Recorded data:
• • • •

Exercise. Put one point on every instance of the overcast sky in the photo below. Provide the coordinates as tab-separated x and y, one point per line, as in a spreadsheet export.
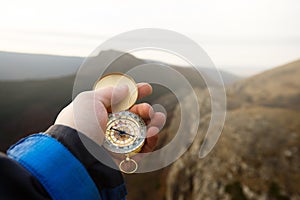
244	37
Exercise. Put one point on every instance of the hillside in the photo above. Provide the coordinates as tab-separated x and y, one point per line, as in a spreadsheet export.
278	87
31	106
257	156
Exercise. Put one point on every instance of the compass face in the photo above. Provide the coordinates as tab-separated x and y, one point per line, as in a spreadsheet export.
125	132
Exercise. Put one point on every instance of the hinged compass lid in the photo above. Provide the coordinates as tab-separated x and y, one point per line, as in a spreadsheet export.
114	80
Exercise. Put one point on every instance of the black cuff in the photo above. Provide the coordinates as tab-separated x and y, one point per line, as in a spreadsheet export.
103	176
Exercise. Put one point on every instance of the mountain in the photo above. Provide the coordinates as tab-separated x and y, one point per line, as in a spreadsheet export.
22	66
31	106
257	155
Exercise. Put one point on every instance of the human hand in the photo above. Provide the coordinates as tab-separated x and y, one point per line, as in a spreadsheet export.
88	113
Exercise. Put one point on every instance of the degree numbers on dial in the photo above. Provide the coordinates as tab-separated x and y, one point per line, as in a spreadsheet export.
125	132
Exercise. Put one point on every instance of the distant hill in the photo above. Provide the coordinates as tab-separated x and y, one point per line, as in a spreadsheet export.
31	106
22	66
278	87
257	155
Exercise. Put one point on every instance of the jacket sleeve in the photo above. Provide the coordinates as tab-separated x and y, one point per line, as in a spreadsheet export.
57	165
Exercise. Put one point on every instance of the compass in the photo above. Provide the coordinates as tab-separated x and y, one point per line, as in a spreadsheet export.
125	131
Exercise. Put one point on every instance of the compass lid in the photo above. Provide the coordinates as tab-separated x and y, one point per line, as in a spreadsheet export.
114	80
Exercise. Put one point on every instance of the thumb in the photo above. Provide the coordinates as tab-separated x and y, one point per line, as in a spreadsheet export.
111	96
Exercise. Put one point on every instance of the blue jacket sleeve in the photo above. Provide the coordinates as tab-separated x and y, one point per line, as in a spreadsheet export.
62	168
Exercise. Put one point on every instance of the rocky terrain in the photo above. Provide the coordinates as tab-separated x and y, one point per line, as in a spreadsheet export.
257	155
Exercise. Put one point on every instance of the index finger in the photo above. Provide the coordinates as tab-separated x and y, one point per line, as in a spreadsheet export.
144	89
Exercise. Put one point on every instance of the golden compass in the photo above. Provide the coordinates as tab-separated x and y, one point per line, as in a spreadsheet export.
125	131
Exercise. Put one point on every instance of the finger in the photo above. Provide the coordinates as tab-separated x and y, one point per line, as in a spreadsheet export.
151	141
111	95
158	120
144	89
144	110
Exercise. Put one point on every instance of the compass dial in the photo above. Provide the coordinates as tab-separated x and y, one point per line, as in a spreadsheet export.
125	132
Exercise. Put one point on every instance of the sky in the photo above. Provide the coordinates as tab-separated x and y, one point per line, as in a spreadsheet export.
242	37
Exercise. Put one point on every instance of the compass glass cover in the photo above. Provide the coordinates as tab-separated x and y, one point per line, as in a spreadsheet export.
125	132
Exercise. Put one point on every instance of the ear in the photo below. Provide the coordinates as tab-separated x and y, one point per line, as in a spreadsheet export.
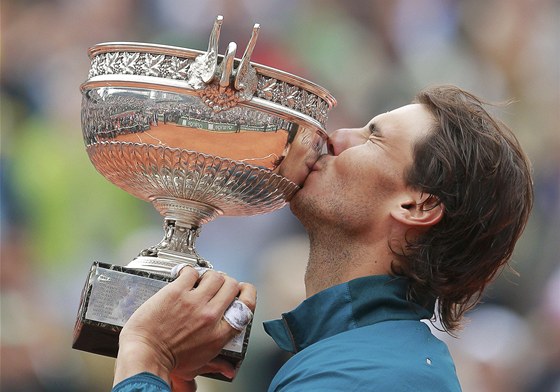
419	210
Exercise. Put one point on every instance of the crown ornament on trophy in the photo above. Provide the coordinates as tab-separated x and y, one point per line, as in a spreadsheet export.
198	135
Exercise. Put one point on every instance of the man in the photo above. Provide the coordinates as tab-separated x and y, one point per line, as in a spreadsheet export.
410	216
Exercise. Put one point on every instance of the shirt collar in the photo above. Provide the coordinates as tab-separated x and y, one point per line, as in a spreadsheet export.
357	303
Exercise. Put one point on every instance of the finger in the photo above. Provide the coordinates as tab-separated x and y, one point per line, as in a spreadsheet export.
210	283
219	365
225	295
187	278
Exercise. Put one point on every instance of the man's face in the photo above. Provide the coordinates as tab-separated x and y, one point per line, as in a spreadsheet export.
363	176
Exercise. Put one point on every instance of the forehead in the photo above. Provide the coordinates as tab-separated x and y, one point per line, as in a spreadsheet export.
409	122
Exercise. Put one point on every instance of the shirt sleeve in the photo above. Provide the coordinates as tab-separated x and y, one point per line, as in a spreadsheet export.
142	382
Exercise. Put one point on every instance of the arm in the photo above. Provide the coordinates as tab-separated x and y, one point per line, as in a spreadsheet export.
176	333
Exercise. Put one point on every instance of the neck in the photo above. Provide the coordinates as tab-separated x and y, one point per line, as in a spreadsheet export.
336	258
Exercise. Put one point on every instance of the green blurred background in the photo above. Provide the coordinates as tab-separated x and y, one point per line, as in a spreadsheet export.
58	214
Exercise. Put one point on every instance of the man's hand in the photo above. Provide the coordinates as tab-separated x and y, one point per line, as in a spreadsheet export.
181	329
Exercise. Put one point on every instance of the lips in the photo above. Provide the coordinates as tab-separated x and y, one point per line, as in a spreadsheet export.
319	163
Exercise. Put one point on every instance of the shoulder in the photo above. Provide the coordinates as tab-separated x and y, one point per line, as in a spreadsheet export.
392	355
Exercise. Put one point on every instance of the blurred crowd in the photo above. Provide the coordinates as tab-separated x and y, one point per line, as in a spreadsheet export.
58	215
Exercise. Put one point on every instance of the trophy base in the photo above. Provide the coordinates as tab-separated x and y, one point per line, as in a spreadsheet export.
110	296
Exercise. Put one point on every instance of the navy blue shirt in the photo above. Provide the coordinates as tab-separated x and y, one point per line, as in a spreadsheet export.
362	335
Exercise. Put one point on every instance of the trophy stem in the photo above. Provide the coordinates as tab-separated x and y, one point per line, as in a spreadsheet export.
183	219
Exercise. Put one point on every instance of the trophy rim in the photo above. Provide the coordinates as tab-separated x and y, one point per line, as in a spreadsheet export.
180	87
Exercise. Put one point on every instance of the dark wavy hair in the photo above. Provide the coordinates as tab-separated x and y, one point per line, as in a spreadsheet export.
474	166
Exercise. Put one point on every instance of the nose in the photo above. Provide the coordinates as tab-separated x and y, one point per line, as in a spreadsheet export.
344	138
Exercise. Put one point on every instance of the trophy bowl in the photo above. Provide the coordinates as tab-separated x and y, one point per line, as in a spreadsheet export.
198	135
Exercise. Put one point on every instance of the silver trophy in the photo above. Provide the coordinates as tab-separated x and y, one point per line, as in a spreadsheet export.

• • • •

> [GOAL OF THE EXERCISE] Output exactly the lines above, from the one holding "Exercise. Put one point on every instance of the dark" through the end of the data, including the first and last.

> [ANSWER]
Exercise. Put one point on every instance of the dark wavy hair in the photo above. Provide the coordinates as tab-separated x and y, one point per line, as in a spreadsheet export.
474	166
Exercise. Put one point on every instance of the nose in the photo above. Provide the coordinates as tab-separated x and y, one point per line, as in a spreadsheet export.
344	138
Exercise. Put one point on every instance of the trophy bowl in the photo above. Provide the coordinates as tab-separated x and y, one point per line, as in a spreadsheet export.
198	135
Exercise. Put one point on every instance of the silver trophy in the photo above. Provide the coordinates as tab-separated x and y, one point per line, as in a spreadsheet export.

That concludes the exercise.